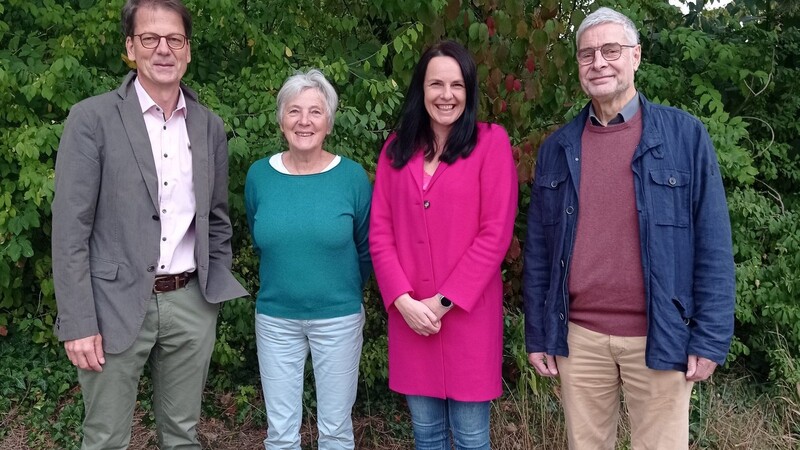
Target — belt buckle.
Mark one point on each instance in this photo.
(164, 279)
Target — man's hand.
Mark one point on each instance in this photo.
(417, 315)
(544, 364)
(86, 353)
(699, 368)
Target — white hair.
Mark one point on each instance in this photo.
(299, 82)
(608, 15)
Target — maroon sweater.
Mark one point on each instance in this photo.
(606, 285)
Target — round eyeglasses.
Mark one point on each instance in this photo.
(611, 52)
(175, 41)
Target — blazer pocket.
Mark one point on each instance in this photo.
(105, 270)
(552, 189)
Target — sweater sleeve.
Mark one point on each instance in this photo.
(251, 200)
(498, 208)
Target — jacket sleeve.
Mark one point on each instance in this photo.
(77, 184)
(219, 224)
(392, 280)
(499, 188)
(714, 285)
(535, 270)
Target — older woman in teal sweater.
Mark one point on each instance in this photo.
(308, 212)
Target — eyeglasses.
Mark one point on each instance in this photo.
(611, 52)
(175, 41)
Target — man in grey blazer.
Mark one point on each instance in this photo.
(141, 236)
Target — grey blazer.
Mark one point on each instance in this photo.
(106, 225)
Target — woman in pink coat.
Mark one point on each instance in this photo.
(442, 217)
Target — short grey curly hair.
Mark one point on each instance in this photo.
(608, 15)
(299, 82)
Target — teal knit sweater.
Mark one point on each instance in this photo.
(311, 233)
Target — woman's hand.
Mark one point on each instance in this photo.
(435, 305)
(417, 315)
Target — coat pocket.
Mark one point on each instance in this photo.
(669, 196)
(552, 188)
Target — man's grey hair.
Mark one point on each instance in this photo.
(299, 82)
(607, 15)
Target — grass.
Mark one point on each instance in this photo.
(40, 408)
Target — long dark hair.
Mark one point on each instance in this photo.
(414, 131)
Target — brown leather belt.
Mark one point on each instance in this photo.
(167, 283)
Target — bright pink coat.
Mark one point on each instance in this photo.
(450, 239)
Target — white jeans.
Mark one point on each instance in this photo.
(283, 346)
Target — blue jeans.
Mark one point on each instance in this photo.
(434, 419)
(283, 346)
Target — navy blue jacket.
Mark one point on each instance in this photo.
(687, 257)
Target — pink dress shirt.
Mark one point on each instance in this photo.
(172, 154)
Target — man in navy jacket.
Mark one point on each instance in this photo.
--
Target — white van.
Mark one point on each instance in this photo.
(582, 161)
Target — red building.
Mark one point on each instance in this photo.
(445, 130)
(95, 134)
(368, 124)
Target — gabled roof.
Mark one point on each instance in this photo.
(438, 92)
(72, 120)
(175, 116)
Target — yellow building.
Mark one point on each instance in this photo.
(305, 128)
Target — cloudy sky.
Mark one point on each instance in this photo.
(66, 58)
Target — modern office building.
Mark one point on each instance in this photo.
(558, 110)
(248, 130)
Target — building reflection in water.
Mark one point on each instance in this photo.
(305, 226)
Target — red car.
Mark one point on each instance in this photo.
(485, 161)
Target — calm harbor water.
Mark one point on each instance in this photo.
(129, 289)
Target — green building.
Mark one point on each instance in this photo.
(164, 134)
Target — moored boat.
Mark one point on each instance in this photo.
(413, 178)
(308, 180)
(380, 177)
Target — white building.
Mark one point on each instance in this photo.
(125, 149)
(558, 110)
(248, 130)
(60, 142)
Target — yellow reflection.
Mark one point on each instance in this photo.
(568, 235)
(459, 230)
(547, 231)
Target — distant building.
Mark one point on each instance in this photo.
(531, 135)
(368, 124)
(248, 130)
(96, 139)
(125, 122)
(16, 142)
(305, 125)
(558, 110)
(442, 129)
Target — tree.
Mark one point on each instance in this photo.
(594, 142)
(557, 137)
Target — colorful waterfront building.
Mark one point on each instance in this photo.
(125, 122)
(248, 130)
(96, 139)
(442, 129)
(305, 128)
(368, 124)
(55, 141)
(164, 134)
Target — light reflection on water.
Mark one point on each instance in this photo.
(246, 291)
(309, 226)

-- DIRECTIONS FOR THIS TASK --
Above are the entries. Output exactly the lines beginning with the line that has "Target — maroon sweater." and ending with the line that has "Target — woman's hand.".

-- SOLUTION --
Target — maroon sweater.
Mark one point on each instance in this photo.
(606, 285)
Target — round eyeglasses.
Mark one point on each instance in this photo.
(611, 52)
(175, 41)
Target — blazer pocket.
Mark one point on each instance in this photo.
(105, 270)
(552, 189)
Target — sweater sleeve.
Mark one point on each instance in this photo.
(251, 200)
(498, 208)
Target — jacket sleeve.
Mark one point on each instance in this photo.
(77, 184)
(219, 224)
(392, 280)
(499, 188)
(714, 285)
(535, 270)
Target — older woman in teal sweater.
Mark one point on each instance in this photo.
(308, 212)
Target — eyeglasses.
Mark one point on each instance in this photo.
(611, 52)
(175, 41)
Target — man in grey blazer.
Mark one point on each instance in this photo.
(141, 236)
Target — grey blazer.
Mark one point on each instance in this photo.
(106, 225)
Target — woman in pink coat.
Mark one point on each instance in this photo.
(442, 217)
Target — short grey curly hair.
Mark one point on each instance in this photo.
(608, 15)
(299, 82)
Target — teal knit sweater.
Mark one point on each instance in this photo.
(311, 233)
Target — woman's hand.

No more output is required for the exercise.